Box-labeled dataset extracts

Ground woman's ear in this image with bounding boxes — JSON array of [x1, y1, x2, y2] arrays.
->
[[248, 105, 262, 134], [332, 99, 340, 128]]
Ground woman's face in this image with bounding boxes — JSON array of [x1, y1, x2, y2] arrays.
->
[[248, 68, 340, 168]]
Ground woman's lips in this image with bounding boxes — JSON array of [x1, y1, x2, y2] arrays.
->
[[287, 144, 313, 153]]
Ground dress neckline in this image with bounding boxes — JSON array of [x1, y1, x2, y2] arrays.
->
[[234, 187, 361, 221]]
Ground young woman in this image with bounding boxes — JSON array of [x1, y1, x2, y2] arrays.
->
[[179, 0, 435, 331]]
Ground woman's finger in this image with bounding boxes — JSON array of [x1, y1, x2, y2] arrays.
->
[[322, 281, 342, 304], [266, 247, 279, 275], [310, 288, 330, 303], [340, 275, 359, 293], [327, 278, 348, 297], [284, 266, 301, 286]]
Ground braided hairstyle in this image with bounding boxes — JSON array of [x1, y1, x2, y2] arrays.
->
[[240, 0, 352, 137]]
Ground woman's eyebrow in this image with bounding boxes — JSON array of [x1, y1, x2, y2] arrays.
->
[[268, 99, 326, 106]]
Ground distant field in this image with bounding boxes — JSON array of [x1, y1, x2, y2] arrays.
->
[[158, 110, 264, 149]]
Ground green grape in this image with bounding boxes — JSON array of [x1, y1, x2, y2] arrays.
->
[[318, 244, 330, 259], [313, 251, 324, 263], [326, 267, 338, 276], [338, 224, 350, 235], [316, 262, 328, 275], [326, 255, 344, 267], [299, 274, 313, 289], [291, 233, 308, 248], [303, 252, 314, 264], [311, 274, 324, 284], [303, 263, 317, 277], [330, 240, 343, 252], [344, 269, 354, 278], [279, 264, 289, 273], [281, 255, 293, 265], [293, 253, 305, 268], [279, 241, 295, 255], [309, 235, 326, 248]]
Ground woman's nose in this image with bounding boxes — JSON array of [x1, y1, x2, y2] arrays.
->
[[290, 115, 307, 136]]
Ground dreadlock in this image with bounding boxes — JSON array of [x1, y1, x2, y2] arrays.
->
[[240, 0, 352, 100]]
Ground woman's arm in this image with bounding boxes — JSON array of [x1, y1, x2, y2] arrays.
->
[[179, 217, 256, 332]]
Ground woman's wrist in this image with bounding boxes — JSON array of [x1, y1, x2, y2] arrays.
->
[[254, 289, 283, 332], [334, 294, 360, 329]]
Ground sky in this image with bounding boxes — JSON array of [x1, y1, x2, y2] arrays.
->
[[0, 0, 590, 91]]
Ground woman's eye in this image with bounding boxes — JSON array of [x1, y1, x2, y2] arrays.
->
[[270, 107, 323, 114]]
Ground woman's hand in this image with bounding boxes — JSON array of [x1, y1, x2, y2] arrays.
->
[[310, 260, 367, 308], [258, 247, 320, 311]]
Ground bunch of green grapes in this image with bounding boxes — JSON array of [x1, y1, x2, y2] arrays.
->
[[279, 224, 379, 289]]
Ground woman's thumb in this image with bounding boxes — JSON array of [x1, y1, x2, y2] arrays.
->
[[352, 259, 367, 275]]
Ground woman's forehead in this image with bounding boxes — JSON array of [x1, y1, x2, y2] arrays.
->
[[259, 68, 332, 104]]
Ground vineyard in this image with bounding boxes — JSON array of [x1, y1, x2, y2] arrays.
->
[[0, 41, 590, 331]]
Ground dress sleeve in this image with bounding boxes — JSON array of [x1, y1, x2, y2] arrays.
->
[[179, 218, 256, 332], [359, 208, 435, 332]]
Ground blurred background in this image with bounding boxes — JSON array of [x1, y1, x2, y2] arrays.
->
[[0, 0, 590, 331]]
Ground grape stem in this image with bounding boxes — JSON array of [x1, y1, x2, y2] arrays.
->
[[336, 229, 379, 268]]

Set problem:
Rewrite everything from the line containing "Ground vineyard in" down to the line containing "[[0, 0, 590, 331]]", putting "rectangles" in place of "bounding boxes" and keeping the rest unchanged.

Full answer:
Ground vineyard in this image with rectangles — JSON array of [x1, y1, x2, y2] arrays.
->
[[0, 41, 590, 331]]
Ground dress sleeve in this image with rectangles — JSON array of [x1, y1, x2, y2] arrays.
->
[[179, 218, 256, 332], [359, 208, 435, 332]]
Ground blurred background in this image with rectangles — JSON array of [x1, y1, x2, y2] arrays.
->
[[0, 0, 590, 331]]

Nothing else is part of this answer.